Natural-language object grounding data
_ _ _ _ _ _ _

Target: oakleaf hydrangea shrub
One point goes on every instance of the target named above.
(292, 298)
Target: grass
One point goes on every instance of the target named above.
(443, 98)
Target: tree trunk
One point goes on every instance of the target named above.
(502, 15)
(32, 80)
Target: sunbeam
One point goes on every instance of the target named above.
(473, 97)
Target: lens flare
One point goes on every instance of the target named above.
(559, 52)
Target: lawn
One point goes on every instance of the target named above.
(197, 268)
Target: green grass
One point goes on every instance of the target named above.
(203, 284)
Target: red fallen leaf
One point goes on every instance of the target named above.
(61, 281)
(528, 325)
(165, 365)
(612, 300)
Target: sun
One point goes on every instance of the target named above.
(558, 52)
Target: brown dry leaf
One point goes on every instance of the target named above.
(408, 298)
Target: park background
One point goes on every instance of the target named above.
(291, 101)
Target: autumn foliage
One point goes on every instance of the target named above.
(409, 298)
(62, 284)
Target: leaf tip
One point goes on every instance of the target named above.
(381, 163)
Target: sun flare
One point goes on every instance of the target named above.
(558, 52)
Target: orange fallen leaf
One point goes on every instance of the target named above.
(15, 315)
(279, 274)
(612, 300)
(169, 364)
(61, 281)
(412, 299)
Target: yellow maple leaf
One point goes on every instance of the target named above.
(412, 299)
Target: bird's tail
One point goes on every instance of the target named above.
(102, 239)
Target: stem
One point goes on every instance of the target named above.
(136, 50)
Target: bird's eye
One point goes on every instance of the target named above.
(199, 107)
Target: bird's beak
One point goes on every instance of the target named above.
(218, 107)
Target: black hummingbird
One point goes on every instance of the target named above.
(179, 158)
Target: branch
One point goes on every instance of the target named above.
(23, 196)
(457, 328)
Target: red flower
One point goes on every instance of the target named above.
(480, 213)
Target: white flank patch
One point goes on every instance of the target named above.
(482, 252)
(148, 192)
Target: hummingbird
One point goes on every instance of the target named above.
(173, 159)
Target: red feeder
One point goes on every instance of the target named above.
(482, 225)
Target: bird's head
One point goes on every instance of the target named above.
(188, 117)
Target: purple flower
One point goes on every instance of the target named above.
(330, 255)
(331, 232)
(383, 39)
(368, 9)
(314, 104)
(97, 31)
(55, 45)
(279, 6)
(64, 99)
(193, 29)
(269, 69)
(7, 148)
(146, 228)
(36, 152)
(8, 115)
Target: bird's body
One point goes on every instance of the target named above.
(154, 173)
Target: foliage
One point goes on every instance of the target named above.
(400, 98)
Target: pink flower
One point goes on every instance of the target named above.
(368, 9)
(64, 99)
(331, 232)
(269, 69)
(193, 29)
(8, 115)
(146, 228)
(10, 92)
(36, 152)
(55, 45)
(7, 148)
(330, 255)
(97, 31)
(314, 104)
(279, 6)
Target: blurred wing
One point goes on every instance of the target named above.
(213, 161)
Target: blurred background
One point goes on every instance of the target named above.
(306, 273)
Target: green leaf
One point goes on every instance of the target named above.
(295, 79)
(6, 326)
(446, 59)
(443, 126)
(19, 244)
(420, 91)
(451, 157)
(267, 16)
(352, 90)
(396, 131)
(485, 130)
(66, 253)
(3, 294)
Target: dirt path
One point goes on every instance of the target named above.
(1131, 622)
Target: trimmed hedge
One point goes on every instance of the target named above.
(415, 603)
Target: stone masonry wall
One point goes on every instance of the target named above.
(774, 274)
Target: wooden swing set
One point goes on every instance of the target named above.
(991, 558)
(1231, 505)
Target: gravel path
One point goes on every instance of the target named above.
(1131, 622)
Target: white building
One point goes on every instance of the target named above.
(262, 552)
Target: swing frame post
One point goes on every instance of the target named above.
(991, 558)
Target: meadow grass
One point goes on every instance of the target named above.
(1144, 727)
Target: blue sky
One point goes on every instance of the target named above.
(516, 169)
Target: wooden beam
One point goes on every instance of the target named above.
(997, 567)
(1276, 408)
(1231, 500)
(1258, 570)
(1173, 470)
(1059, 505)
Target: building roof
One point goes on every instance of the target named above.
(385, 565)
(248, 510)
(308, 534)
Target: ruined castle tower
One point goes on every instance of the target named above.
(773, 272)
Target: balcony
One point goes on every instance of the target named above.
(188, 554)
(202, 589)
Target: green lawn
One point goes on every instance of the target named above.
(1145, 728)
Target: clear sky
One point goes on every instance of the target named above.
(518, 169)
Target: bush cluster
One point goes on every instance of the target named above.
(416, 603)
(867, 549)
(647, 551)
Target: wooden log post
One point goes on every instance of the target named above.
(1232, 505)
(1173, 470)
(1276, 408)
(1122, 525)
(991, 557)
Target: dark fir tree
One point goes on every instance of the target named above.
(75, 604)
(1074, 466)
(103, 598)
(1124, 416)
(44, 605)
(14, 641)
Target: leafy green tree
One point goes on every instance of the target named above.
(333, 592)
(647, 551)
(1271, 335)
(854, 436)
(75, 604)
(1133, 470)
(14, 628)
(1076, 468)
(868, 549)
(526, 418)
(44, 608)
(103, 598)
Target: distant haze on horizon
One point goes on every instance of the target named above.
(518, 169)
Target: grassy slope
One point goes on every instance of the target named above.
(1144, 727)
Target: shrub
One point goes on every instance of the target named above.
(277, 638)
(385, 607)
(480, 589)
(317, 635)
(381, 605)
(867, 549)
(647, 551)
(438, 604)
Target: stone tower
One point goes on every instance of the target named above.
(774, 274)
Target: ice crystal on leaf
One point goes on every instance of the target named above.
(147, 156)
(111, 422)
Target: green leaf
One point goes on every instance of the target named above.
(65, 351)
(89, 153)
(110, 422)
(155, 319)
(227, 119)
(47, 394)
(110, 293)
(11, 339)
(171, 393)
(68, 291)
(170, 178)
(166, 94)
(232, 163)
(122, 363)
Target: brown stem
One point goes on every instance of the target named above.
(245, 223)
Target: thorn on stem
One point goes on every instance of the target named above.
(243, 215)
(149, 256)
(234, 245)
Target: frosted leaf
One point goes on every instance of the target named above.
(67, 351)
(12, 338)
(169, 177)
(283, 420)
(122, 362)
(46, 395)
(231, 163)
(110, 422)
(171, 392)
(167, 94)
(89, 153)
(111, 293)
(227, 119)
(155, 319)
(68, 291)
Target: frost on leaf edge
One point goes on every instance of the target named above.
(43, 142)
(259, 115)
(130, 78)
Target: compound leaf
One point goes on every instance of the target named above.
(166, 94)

_ _ _ _ _ _ _

*Exercise objective:* Where a line above holds the string "stem", show that line.

*Result:*
Target: stem
Target: brown stem
Target: thorn on stem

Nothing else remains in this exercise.